- Task -
Restate the last part of the records below word for word, beginning at the line with "Query: cloudy sky" and ending at the final line.
+++ Records to use
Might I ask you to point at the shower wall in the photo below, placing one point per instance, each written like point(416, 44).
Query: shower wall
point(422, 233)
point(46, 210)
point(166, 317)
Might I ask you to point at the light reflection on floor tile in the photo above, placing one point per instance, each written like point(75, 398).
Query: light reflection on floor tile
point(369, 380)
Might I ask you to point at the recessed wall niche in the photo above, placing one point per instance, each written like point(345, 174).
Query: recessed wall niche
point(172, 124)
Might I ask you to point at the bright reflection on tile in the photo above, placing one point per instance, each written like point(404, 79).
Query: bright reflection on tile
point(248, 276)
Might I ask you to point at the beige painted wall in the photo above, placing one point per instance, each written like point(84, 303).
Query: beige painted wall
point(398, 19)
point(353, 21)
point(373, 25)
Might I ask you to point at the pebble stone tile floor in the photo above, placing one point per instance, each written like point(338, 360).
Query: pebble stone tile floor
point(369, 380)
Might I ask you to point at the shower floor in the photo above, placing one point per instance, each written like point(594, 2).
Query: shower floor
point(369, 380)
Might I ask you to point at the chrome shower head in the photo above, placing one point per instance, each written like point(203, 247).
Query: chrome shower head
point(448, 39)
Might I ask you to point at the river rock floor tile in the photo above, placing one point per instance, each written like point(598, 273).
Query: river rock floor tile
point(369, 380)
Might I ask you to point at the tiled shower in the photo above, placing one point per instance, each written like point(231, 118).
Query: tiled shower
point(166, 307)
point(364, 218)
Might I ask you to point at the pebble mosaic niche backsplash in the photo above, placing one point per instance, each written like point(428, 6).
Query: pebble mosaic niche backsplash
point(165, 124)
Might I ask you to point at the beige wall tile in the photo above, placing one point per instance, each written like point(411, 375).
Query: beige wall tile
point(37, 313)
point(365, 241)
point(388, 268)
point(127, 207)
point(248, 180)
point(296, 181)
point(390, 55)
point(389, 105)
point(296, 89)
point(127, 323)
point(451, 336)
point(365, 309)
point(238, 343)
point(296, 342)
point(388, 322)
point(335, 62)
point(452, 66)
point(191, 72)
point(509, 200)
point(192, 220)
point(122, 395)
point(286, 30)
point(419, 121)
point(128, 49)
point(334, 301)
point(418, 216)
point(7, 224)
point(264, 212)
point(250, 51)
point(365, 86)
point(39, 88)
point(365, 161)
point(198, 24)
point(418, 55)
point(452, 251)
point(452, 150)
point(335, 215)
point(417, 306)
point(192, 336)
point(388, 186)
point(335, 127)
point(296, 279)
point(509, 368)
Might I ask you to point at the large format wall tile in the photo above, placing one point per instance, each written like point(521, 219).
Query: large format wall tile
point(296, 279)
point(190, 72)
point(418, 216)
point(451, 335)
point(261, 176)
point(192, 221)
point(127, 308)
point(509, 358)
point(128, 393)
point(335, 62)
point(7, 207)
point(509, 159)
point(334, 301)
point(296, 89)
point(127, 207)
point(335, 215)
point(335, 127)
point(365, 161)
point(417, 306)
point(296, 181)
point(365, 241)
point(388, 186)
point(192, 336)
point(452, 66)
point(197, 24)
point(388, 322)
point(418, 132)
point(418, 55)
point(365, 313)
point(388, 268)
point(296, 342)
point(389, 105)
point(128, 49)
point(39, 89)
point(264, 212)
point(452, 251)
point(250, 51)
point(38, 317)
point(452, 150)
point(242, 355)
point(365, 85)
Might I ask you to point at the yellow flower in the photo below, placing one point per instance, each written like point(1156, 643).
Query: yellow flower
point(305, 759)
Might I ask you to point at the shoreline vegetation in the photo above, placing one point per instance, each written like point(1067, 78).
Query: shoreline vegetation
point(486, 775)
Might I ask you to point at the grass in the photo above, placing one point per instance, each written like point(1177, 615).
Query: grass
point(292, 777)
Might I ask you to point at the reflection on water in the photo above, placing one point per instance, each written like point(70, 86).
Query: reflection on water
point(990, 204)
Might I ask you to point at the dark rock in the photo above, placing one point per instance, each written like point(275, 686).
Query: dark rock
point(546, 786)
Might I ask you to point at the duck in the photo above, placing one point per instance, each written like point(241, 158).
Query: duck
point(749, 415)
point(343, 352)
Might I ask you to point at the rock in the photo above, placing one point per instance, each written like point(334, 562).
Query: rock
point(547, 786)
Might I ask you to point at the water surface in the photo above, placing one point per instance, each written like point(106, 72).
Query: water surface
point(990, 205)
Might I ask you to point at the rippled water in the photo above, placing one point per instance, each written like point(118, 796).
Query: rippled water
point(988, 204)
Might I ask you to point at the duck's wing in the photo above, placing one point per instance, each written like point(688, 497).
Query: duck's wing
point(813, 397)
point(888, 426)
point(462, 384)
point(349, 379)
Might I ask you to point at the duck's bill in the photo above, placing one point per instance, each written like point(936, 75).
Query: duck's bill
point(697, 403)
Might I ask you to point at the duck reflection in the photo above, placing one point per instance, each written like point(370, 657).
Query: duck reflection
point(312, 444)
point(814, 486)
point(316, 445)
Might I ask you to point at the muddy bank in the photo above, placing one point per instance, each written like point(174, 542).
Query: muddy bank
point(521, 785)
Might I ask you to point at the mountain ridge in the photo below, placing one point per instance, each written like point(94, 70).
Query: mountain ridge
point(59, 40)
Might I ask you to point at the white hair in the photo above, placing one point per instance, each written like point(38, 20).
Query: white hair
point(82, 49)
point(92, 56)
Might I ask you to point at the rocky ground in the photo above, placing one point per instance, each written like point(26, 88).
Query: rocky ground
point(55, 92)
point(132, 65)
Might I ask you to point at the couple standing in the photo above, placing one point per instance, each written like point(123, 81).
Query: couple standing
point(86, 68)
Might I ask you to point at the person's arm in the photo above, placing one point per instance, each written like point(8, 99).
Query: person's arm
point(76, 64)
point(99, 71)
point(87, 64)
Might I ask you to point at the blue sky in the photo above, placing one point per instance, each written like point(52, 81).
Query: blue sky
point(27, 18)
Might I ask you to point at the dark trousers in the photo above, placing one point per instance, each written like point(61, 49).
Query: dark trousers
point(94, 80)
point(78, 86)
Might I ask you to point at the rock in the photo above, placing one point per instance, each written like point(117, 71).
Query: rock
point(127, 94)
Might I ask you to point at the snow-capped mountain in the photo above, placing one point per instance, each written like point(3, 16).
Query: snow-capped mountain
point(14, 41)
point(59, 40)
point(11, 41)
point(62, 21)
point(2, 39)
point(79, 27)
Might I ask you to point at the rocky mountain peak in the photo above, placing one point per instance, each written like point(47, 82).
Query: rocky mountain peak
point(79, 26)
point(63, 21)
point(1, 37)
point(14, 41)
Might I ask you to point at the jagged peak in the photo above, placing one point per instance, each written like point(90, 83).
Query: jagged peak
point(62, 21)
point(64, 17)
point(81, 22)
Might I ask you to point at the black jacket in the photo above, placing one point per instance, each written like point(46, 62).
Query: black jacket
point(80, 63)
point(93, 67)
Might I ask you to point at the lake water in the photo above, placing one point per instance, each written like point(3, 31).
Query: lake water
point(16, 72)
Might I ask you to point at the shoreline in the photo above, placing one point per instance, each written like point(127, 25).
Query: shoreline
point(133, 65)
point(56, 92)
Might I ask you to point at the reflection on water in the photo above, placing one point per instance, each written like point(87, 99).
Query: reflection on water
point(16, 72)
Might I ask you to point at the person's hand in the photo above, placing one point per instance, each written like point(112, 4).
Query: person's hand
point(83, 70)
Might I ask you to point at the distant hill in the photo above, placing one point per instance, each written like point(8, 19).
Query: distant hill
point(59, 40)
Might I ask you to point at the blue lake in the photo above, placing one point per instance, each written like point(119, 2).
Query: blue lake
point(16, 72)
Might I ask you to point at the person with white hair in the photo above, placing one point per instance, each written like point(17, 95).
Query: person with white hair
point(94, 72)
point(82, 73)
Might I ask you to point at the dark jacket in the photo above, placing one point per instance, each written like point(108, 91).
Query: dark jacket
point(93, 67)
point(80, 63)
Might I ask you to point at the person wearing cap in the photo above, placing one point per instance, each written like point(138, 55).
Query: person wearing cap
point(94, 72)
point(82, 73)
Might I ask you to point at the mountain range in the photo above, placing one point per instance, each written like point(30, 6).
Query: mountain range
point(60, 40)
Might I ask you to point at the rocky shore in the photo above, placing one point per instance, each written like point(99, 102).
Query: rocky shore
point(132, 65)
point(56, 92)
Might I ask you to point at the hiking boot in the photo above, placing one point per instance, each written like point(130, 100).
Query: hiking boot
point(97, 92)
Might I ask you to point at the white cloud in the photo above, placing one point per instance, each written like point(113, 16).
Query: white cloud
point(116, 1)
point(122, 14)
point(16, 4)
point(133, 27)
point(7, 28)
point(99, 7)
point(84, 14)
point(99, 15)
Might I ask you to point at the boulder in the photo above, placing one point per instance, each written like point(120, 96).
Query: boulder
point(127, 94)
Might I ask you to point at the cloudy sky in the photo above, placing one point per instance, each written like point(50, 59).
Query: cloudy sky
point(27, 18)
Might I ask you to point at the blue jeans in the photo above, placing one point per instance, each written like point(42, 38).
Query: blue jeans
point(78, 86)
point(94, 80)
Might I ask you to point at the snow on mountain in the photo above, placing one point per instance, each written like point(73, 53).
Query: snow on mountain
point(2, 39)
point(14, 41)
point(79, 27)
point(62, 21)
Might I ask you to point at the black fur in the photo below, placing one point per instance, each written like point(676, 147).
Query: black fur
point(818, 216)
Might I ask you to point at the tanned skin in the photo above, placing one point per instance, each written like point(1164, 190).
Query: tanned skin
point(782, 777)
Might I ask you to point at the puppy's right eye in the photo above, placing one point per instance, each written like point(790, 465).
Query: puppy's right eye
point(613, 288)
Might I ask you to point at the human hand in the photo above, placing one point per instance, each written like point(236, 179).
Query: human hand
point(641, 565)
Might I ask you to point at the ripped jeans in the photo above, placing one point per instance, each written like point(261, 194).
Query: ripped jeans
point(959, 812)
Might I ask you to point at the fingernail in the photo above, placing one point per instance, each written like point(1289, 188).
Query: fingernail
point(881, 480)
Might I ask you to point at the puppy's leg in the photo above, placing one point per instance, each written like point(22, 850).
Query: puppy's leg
++++++
- Answer space -
Query: cloudy sky
point(27, 18)
Might I ask you to point at the blue jeans in the photo above, placing one point per instance, each written like point(42, 38).
Query: blue jeans
point(78, 86)
point(94, 80)
Might I ask you to point at the snow on mountain in the photo above, placing one point per instance, each written like point(73, 53).
Query: snow on mountain
point(2, 39)
point(14, 41)
point(79, 27)
point(62, 21)
Might I ask you to point at the black fur in the photo below, placing one point per instance, each written like point(676, 147).
Query: black fur
point(818, 216)
Might I ask you to point at the tanned skin in the photo above, placing one point per instance, each written like point(1164, 190).
Query: tanned skin
point(782, 777)
Might I ask you to point at the puppy's right eye in the photo above, placing one point per instance, each written like point(790, 465).
Query: puppy's right eye
point(613, 288)
Might I ask you to point at the human hand in the photo above, placing one point per instance, each written like point(236, 179).
Query: human hand
point(641, 565)
Might I ask you to point at the ripped jeans in the photo above, placing one point per instance, each written like point(261, 194).
Query: ripped jeans
point(959, 812)
Might I ask you to point at the fingernail in the photo above, placing one point per instance, each written like point(1289, 188).
Query: fingernail
point(881, 480)
Might I ask you to point at the puppy's leg in the photo above, placing one point per instance, each written like point(22, 850).
Query: puppy's leg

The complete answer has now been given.